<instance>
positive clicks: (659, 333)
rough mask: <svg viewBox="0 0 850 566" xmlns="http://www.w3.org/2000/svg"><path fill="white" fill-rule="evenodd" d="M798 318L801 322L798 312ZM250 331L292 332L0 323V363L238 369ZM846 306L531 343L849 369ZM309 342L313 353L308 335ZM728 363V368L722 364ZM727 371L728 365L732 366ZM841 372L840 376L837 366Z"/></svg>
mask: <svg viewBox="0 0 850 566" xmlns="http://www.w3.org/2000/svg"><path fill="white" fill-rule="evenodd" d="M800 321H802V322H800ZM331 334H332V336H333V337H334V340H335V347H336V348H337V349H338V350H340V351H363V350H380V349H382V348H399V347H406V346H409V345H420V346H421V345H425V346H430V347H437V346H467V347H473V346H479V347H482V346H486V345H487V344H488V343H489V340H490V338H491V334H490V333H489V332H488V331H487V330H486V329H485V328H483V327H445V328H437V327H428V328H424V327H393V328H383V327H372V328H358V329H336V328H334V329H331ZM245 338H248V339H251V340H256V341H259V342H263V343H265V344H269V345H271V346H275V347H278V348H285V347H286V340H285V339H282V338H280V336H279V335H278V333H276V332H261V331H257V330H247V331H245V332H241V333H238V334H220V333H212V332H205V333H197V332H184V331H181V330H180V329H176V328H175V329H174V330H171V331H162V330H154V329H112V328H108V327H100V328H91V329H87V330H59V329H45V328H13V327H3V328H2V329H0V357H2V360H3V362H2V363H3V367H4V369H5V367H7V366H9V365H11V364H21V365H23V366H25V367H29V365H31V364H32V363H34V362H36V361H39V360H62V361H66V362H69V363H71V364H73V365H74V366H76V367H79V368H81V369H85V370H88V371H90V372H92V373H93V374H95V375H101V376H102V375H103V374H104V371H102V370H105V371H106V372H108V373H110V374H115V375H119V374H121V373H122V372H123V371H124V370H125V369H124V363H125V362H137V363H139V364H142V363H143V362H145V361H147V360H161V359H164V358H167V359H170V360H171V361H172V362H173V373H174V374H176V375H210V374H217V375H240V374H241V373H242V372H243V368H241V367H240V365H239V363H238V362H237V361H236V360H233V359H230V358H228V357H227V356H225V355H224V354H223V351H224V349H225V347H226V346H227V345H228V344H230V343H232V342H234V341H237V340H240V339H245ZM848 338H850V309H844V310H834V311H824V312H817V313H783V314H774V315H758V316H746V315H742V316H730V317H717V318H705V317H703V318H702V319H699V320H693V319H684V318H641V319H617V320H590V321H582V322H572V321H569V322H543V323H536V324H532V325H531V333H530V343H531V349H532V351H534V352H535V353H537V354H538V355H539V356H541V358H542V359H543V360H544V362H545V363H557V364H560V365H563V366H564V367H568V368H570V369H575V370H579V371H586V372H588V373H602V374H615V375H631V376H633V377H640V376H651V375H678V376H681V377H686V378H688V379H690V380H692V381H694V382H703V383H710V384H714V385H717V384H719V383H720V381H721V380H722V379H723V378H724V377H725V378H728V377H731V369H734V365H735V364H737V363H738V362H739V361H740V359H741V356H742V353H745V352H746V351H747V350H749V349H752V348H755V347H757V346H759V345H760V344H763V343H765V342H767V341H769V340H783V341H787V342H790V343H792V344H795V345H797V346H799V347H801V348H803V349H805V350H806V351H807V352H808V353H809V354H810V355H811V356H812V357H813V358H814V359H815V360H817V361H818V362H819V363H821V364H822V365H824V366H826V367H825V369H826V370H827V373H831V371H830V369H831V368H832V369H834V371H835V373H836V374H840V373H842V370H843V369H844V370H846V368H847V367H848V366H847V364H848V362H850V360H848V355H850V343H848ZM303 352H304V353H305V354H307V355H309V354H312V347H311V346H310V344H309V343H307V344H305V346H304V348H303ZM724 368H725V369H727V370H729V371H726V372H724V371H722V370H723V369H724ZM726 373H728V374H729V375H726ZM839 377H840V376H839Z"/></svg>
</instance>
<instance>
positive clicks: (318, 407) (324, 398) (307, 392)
····················
◆ About this exercise
Reproduce all of the material above line for line, without changing any character.

◆ Task solution
<instance>
positive clicks: (659, 333)
rough mask: <svg viewBox="0 0 850 566" xmlns="http://www.w3.org/2000/svg"><path fill="white" fill-rule="evenodd" d="M798 318L801 322L798 312ZM250 331L292 332L0 323V363L238 369ZM846 306L531 343L849 369ZM309 342L313 353L308 335ZM728 363V368L722 364ZM727 371L728 365L732 366ZM841 372L840 376L837 366Z"/></svg>
mask: <svg viewBox="0 0 850 566" xmlns="http://www.w3.org/2000/svg"><path fill="white" fill-rule="evenodd" d="M800 321H802V322H800ZM331 334H332V336H333V337H334V340H335V347H336V348H337V349H338V350H340V351H363V350H380V349H382V348H399V347H406V346H409V345H420V346H421V345H425V346H430V347H437V346H467V347H473V346H479V347H482V346H486V345H487V344H488V343H489V340H490V338H491V334H490V333H489V332H488V331H487V330H486V329H485V328H483V327H445V328H437V327H428V328H424V327H393V328H383V327H372V328H358V329H336V328H334V329H331ZM245 338H248V339H251V340H256V341H259V342H263V343H265V344H269V345H271V346H275V347H278V348H285V347H286V340H285V339H282V338H280V336H279V335H278V333H276V332H261V331H257V330H247V331H245V332H241V333H238V334H220V333H212V332H205V333H197V332H184V331H181V330H180V329H176V328H175V329H174V330H171V331H162V330H154V329H112V328H108V327H100V328H91V329H87V330H59V329H45V328H13V327H3V328H2V329H0V357H2V360H3V362H2V363H3V367H4V369H5V367H7V366H9V365H11V364H21V365H23V366H25V367H29V365H31V364H32V363H34V362H36V361H39V360H62V361H66V362H69V363H71V364H73V365H74V366H76V367H79V368H81V369H85V370H88V371H90V372H92V373H93V374H95V375H101V376H102V375H103V374H104V371H102V370H105V371H106V372H108V373H110V374H115V375H119V374H121V373H122V372H123V371H124V370H125V369H124V363H125V362H137V363H139V364H142V363H143V362H145V361H147V360H161V359H164V358H167V359H170V360H171V361H172V362H173V373H174V374H176V375H210V374H217V375H240V374H241V373H242V372H243V368H241V367H240V365H239V363H238V362H237V361H236V360H233V359H230V358H228V357H227V356H225V355H224V354H223V351H224V349H225V347H226V346H227V345H228V344H230V343H232V342H234V341H237V340H240V339H245ZM848 338H850V309H844V310H834V311H824V312H817V313H783V314H774V315H758V316H746V315H742V316H730V317H717V318H705V317H703V318H702V319H699V320H693V319H684V318H641V319H617V320H590V321H582V322H572V321H569V322H543V323H536V324H532V325H531V333H530V343H531V349H532V351H534V352H535V353H537V354H538V355H539V356H541V358H542V359H543V360H544V362H545V363H557V364H560V365H563V366H564V367H568V368H570V369H575V370H579V371H586V372H588V373H602V374H615V375H631V376H633V377H640V376H651V375H678V376H681V377H686V378H688V379H690V380H692V381H694V382H703V383H710V384H714V385H717V384H719V383H720V381H721V380H722V379H723V378H724V377H725V378H728V377H731V369H734V365H735V364H737V363H738V362H739V361H740V359H741V356H742V353H745V352H746V351H747V350H749V349H752V348H755V347H757V346H759V345H760V344H763V343H765V342H767V341H769V340H783V341H787V342H790V343H792V344H795V345H797V346H799V347H801V348H803V349H805V350H806V351H807V352H808V353H809V354H810V355H811V356H812V357H813V358H814V359H815V360H817V361H818V362H819V363H821V364H822V365H824V366H826V367H825V369H826V370H827V373H831V371H830V369H831V368H832V369H834V371H835V373H836V374H840V373H842V370H843V369H844V370H846V368H847V367H848V366H847V364H848V362H850V360H848V355H850V343H848ZM303 352H304V353H305V354H307V355H309V354H312V347H311V346H310V344H309V343H307V344H305V346H304V348H303ZM724 368H725V369H727V370H729V371H726V372H724V371H722V370H723V369H724ZM726 373H728V374H729V375H726ZM839 377H840V376H839Z"/></svg>
</instance>
<instance>
positive clicks: (318, 407) (324, 398) (307, 392)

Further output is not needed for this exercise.